Provided passage:
####
The properties of the soil change under the condition of repeated rainfall and air drying, which seriously threatens the stability of the site after reinforcement [18,19,20]. Hence, research needs to be conducted on the property of the soil under the dry–wet cycle. In addition, earthen sites in seasonally frozen regions experience repeated freezing and thawing [21]. The strength of the soil was reduced, which seriously threatens the stability of earthen sites. Therefore, there is a need to study the freeze–thaw cycle test for soil. However, the strength degradation of solidified soil by CGN after the dry–wet and freeze–thaw cycles is unclear. Therefore, the effects of CGN dosage, dry–wet, and freeze–thaw cycles on the property of solidified soil were investigated. This study makes some useful explorations for the durability of CGN-solidified soil. It provides guidance and suggestions for earthen site reinforcement in complex environments.

2. Materials and Methods

2.1. Materials

Due to the non-replicability and non-renewability of earthen sites, the test soil was obtained in the vicinity around the site, and it was low liquid limit clay. The properties of the soil and CGN is shown in

Table 1. Basic physical properties of soil.

Specific Gravity	Plastic Limit (%)	Liquid Limit (%)	Plasticity Index	Optimal Moisture Content (%)	Maximum Dry Density (g/cm3)
2.67	12.28	28.52	16.24	14.10	1.61

and

Table 2. Basic physical properties of CGN.

Specific Gravity	Plastic Limit (%)	Liquid Limit (%)	Plasticity Index
2.65	35.07	42.62	7.55

, respectively. The particle gradation curve of the soil is shown in Figure 1. CGN is formed after the calcination of ginger nuts; its main components are calcium oxide (CaO), β-calcium silicate (β-CS), and calcium aluminosilicate (CAS). CGN is a light-yellow powder. The mechanism of solidified soil by CGN is a hydration and carbonization reaction. Calcium oxide, calcium silicate, and calcium aluminosilicate react with water. Calcium hydroxide is then generated after the reaction of CaO and H₂O, and then carbon dioxide is absorbed to produce calcium carbonate.

2.2. Sample Preparation

According to reference [22], remolded soil was used to prepare the samples. The soils were dried and passed through a 2 mm sieve. The amount of soil and CGN were weighed according to mass fractions of 5%, 10%, 15%, 20%, 25%, 30%, and 35% of CGN. The sample with 0% CGN dosage was a plain loess sample. The optimal moisture content was chosen for all the samples. The sample size was Ø61.8 mm × H20 mm. The samples were made; firstly, the plain soil and the CGN were blended sufficiently, water was added to the optimum water content, and this was sealed in a fresh-keeping bag for 24 h to ensure uniform moisture. Secondly, the mixture was divided into three layers and put into a steel mold for static pressure forming. After the sample was formed, it was allowed to stand and was placed in the laboratory for curing. The curing age was 28 d.
####
(Rows from a box-labeling dataset)

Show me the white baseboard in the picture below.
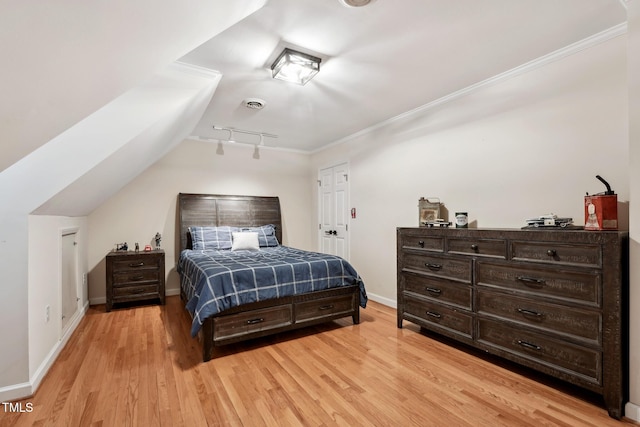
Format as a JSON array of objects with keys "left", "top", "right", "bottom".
[
  {"left": 89, "top": 288, "right": 180, "bottom": 305},
  {"left": 164, "top": 288, "right": 180, "bottom": 297},
  {"left": 0, "top": 382, "right": 33, "bottom": 402},
  {"left": 0, "top": 302, "right": 89, "bottom": 402},
  {"left": 89, "top": 297, "right": 107, "bottom": 305},
  {"left": 367, "top": 292, "right": 398, "bottom": 308},
  {"left": 624, "top": 402, "right": 640, "bottom": 422}
]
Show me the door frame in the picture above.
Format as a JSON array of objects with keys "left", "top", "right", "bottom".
[
  {"left": 315, "top": 160, "right": 351, "bottom": 261},
  {"left": 56, "top": 226, "right": 82, "bottom": 339}
]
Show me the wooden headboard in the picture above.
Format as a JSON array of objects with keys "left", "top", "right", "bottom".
[{"left": 178, "top": 193, "right": 282, "bottom": 250}]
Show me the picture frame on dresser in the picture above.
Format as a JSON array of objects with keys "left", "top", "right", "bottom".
[{"left": 397, "top": 227, "right": 628, "bottom": 419}]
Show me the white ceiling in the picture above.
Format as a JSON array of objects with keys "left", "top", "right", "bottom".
[{"left": 180, "top": 0, "right": 626, "bottom": 151}]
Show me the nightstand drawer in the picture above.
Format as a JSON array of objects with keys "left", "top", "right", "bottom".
[
  {"left": 113, "top": 268, "right": 159, "bottom": 286},
  {"left": 106, "top": 250, "right": 165, "bottom": 311},
  {"left": 113, "top": 254, "right": 160, "bottom": 271},
  {"left": 113, "top": 284, "right": 158, "bottom": 302}
]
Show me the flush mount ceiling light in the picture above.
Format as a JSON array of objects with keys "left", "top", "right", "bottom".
[
  {"left": 338, "top": 0, "right": 371, "bottom": 7},
  {"left": 242, "top": 98, "right": 267, "bottom": 110},
  {"left": 271, "top": 47, "right": 322, "bottom": 85}
]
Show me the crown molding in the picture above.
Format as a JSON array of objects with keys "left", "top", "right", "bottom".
[{"left": 318, "top": 22, "right": 627, "bottom": 154}]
####
Directions: Rewrite the passage on CGN-solidified soil from "Due to the non-replicability" up to and including "properties of soil.", renaming "test soil" to "sample soil".

Complete response:
Due to the non-replicability and non-renewability of earthen sites, the sample soil was obtained in the vicinity around the site, and it was low liquid limit clay. The properties of the soil and CGN is shown in

Table 1. Basic physical properties of soil.